Ainda inconformada, interpôs a Autora revista excecional, invocando a propósito a alínea b) do nº 1 do art. 672º do CPC (interesses de particular relevância social).

A formação de juízes a que alude o nº 3 do art. 672º do CPCivil entendeu que não se registava um caso de dupla conformidade decisória das instâncias, e, como assim, que não havia fundamento para a revista excecional, determinando a distribuição do recurso como revista normal.

Da respetiva alegação extrai a Recorrente as seguintes conclusões:

I. A presente revista excecional fundamenta-se, nos termos da alínea b) do nº 1 do art. 672º do CPC, porque estão em causa interesses de particular relevância social.

II. Interesses esses que se reconduzem à Justiça que qualquer cidadão pretende obter por parte dos Tribunais, através de um processo equitativo e em prazo razoável, nos termos n.o 4 do art.º 20.º da Constituição da República Portuguesa e, art.º 6.° da Convenção Europeia dos Direitos do Homem.

III. Pois, estamos perante uma situação em que, por questões meramente formais, uma acção judicial intentada há mais de cinco anos atrás (19/11/2010), na qual ainda nem sequer se encontra finda a fase dos articulados, é extinta, por alegada negligência da Autora em promover o andamento do processo.

IV. O que, com o devido respeito, não corresponde à verdade, pois a Apelante juntou aos autos, para os devidos efeitos legais, em 28 de Julho de 2015, a documentação necessária para o incidente de habilitação de herdeiros, a saber: Escritura Pública de Habilitação de Herdeiros do R. CC, assim como, o Assento de Óbito da R. DD e, os Assentos de Nascimento dos seus respetivos sucessíveis.

V. Toda a documentação junta, constitui documentos autênticos, pelo que fazem prova plena dos respectivos factos, cfr. arts. 370.° e 371.º do CC, não tendo sido objecto de oposição, quer pelas contrapartes, quer pelo Tribunal.

VI. Assim, a qualidade de herdeiro encontra-se reconhecida naqueles documentos, pelo que, nos termos do art.º 353.º CPC, deve o incidente ser processado nos próprios autos da causa principal, correndo contra as partes sobrevivas e contra os sucessores do falecido que não forem requerentes, já devidamente identificados na PI como RR.

Instrução: Escreva a continuação do texto sobre o recurso de revista excecional, logo a seguir à conclusão VI.

Excertos de dados:

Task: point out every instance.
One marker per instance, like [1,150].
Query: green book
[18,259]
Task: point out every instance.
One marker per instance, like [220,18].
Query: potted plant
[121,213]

Resposta:
VII. Acrescendo ainda que, dada a modalidade de apoio judiciário que foi deferido à Apelante, não havia que proceder ao pagamento de qualquer taxa de justiça.

VIII. Ora, entendendo-se que o requerimento da Apelante é insuficiente para deduzir, formalmente, o incidente em causa, deveria ter sido convidada a aperfeiçoá-lo, nos termos dos art.º 6.º, 7.º, 411.º e 590.º CPC, com vista ao apuramento da verdade material e à justa composição do litígio.

IX. Dado que, não tendo a Apelante praticado qualquer ato inútil, deveria o Tribunal interpretar a vontade desta, no sentido de que diligenciou pela obtenção e junção aos autos dos documentos autênticos, com vista ao prosseguimento dos autos, cfr. arts. 236.º e 238.º CC.

X. Não o tendo feito, proferiu o Tribunal de 1ª Instância despacho de deserção, acarretando a extinção da instância, sem que à Apelante tenha sido possibilitado o exercício do contraditório, nos termos do n.º 3 do art.º 3.º do CPC.

XI- Pelo que, o que está em causa, é um apelo à consciência ético-social, que deve prevalecer sobre um excesso de formalismo que é exigido, apenas, à Apelante - bem sabendo que o requisito previsto na alínea b) do n.º 1 do art.o 672.º CPC é vago e genérico, havendo que se reconduzir ao caso concreto.

XII. E, quanto à questão em apreço, temos um excesso de formalismo em detrimento da verdade material dos factos - pois, ainda que o requerimento da Apelante seja insuficiente, em termos meramente formais (não obstante o princípio da economia processual) não é verdade que não se retira do mesmo a vontade da Apelante em prosseguir com os autos, ainda que imperfeitamente deduzido.

XIII. Pois, desde 19 de Novembro de 2010 que a Apelante, por se sentir lesada, intentou ação judicial cujo mérito da causa incide sobre imóveis da família que foram vendidos "ao desbarato", tendo a Apelante sido, inclusivamente, forçada a abandonar a sua casa de morada de família, tudo em sede de Processo de Insolvência.

XIV. E desde então, não houve evolução nos presentes autos, não estando sequer finda a fase dos articulados, por razões que são desconhecidas à Apelante.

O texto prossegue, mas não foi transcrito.